GNU Make

Dependency-driven build automation. Targets, prerequisites, pattern rules, and self-documenting Makefiles.

Fundamentals

Basic target with prerequisite — the dependency graph is Make’s core strength
build: src/main.c src/util.c
	gcc -o build/app src/main.c src/util.c

clean:
	rm -rf build/

Make only rebuilds build if src/main.c or src/util.c are newer than the target. This is why Make exists — dependency-driven execution, not just a script runner.

Phony targets — declare targets that are not files
.PHONY: all clean install test serve help

all: build

Without .PHONY, if a file named clean exists, make clean silently does nothing. Always declare non-file targets.

Variables — define once, reference everywhere
SHELL := /bin/bash
CC := gcc
CFLAGS := -Wall -Wextra -O2
BUILD_DIR := build

# Lazy (=) vs immediate (:=)
# = re-evaluates every reference, := evaluates once at assignment
TODAY := $(shell date +%Y-%m-%d)

Pattern Rules and Automatic Variables

Pattern rule — DRY compilation for all .c files
$(BUILD_DIR)/%.o: src/%.c
	@mkdir -p $(BUILD_DIR)
	$(CC) $(CFLAGS) -c $< -o $@

$< is the first prerequisite (the .c file). $@ is the target (the .o file). $^ is all prerequisites.

Automatic variables reference
$@  — target name
$<  — first prerequisite
$^  — all prerequisites (deduplicated)
$?  — prerequisites newer than target
$*  — stem matched by % in pattern rule
Shell function — embed command output in a variable
GIT_HASH := $(shell git rev-parse --short HEAD)

** Dataset entries **
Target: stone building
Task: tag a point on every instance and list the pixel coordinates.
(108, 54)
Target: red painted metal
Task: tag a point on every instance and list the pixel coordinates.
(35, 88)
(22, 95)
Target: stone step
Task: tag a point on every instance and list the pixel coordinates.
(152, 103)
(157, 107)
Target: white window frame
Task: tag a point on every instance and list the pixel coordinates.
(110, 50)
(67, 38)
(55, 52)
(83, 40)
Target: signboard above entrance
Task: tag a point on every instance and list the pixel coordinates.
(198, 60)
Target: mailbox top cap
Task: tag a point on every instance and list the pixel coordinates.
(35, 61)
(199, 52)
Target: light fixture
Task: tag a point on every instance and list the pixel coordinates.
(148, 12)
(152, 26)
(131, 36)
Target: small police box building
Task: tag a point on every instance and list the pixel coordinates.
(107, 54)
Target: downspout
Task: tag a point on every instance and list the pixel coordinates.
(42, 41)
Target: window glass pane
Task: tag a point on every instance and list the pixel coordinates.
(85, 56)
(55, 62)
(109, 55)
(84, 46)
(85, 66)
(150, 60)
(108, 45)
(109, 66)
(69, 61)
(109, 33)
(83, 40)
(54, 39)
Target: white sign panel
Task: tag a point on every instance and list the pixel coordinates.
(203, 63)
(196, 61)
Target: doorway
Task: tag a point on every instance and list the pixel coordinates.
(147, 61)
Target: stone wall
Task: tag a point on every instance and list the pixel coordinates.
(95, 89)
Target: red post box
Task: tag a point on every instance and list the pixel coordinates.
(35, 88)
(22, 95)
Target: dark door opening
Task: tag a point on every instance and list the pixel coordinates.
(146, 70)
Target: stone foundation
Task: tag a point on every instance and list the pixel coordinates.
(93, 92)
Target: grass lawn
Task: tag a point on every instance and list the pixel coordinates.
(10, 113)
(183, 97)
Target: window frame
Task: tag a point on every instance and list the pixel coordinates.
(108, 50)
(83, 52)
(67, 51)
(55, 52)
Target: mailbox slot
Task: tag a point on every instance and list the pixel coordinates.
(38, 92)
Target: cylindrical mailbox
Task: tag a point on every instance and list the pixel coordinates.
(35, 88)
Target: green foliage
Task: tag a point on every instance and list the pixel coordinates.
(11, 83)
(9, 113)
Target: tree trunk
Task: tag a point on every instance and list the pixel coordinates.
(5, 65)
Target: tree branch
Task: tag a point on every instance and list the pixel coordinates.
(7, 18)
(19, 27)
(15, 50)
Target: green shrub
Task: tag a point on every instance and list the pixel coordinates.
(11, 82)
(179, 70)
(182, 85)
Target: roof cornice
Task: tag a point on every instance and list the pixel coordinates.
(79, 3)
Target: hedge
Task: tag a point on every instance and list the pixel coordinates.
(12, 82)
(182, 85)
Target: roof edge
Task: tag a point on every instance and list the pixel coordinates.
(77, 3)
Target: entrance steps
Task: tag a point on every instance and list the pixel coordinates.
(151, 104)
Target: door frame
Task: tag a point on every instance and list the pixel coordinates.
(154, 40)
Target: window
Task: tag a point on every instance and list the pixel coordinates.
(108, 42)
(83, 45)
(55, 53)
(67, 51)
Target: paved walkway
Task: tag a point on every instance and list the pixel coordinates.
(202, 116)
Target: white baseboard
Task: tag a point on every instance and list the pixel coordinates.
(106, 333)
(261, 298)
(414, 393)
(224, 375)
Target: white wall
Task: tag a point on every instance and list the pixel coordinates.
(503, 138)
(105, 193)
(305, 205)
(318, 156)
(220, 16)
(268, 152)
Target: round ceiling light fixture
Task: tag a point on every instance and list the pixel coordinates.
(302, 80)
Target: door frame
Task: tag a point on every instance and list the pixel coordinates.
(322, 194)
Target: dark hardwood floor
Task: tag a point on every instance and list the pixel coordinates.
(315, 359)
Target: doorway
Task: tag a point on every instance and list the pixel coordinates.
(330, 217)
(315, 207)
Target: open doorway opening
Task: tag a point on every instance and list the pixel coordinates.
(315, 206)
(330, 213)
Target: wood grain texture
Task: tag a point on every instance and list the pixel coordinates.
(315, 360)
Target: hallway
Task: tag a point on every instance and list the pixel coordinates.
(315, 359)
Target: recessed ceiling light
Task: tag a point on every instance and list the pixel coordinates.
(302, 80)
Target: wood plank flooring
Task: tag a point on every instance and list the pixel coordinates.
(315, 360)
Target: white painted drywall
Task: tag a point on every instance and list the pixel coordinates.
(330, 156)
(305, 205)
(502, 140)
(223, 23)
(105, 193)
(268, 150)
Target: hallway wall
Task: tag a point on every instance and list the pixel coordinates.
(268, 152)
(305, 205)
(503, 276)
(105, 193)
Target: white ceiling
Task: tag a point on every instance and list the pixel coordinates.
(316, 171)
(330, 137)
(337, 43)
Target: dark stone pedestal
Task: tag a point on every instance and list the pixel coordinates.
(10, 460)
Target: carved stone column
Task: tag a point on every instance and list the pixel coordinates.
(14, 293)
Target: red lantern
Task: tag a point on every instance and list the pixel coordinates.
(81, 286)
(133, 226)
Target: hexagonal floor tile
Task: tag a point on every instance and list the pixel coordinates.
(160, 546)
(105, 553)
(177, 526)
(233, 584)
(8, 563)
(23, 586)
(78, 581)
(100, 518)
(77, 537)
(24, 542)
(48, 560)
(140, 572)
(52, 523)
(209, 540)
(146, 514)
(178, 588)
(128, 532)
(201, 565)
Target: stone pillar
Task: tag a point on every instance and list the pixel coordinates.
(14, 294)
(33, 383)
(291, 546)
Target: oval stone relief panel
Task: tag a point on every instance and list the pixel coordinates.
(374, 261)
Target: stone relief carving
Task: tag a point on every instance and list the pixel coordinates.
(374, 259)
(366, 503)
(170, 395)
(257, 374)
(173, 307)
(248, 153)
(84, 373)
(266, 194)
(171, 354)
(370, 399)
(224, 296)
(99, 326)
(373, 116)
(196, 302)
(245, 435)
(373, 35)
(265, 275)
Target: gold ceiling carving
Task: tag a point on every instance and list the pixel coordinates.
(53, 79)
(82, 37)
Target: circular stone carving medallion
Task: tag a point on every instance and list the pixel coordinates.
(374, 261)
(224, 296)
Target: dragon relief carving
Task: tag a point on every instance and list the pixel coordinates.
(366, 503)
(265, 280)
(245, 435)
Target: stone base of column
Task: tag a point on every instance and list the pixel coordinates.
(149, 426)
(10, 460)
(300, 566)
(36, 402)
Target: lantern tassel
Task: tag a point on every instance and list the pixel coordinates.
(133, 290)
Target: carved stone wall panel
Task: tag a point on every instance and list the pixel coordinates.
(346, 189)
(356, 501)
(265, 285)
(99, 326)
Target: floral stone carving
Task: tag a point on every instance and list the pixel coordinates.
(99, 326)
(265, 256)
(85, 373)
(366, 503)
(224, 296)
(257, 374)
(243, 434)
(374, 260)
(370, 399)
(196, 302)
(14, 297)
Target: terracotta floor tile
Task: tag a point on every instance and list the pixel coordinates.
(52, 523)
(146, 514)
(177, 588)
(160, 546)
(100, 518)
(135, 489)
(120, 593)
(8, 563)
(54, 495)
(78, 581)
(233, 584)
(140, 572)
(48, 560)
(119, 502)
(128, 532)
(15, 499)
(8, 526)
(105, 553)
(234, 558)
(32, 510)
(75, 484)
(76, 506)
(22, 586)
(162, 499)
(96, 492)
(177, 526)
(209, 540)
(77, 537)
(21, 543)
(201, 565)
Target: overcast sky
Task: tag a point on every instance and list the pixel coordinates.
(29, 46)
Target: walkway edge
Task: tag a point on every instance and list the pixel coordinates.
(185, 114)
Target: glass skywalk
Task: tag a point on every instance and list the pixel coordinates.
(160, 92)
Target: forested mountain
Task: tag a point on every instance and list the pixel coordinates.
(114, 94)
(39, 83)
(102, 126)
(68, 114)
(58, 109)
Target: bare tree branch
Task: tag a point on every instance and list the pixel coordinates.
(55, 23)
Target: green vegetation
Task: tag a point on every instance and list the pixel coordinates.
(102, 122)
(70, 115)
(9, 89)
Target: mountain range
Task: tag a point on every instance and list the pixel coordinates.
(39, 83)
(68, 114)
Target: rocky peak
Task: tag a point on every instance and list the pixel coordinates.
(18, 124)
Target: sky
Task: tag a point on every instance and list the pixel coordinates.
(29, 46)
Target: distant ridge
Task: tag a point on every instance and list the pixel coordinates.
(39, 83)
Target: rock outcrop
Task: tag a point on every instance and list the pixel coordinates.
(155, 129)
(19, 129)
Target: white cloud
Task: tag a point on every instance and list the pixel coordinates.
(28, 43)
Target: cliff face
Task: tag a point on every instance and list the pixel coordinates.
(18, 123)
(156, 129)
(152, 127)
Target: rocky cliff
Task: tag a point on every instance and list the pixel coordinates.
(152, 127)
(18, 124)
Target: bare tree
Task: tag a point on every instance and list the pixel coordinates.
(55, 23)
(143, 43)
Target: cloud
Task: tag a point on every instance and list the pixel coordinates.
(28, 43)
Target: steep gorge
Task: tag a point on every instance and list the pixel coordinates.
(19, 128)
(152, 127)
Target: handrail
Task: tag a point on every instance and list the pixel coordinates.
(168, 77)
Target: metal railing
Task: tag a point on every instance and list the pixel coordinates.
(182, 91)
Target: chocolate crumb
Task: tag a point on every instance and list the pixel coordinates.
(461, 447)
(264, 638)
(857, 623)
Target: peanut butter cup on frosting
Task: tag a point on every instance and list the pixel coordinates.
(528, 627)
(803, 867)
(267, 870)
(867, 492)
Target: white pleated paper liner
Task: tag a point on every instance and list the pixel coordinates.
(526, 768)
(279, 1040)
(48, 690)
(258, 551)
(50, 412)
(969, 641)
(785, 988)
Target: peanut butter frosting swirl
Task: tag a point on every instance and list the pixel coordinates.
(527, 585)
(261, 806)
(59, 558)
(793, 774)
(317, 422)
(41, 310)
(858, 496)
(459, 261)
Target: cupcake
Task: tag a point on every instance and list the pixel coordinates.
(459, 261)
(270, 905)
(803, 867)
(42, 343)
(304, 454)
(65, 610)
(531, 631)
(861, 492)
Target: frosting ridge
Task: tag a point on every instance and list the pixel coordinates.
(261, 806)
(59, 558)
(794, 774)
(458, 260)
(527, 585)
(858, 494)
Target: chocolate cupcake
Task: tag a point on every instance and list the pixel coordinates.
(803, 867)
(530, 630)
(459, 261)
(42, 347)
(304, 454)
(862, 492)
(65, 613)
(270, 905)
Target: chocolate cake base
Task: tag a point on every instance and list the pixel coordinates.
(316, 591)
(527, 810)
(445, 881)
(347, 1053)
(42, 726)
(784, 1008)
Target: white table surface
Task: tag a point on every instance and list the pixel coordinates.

** Goal **
Reproduce the GNU Make text starting at "Phony targets —" and ending at "vs immediate (:=)", substituting "/usr/bin/bash" for "/bin/bash".

** The response **
Phony targets — declare targets that are not files
.PHONY: all clean install test serve help

all: build

Without .PHONY, if a file named clean exists, make clean silently does nothing. Always declare non-file targets.

Variables — define once, reference everywhere
SHELL := /usr/bin/bash
CC := gcc
CFLAGS := -Wall -Wextra -O2
BUILD_DIR := build

# Lazy (=) vs immediate (:=)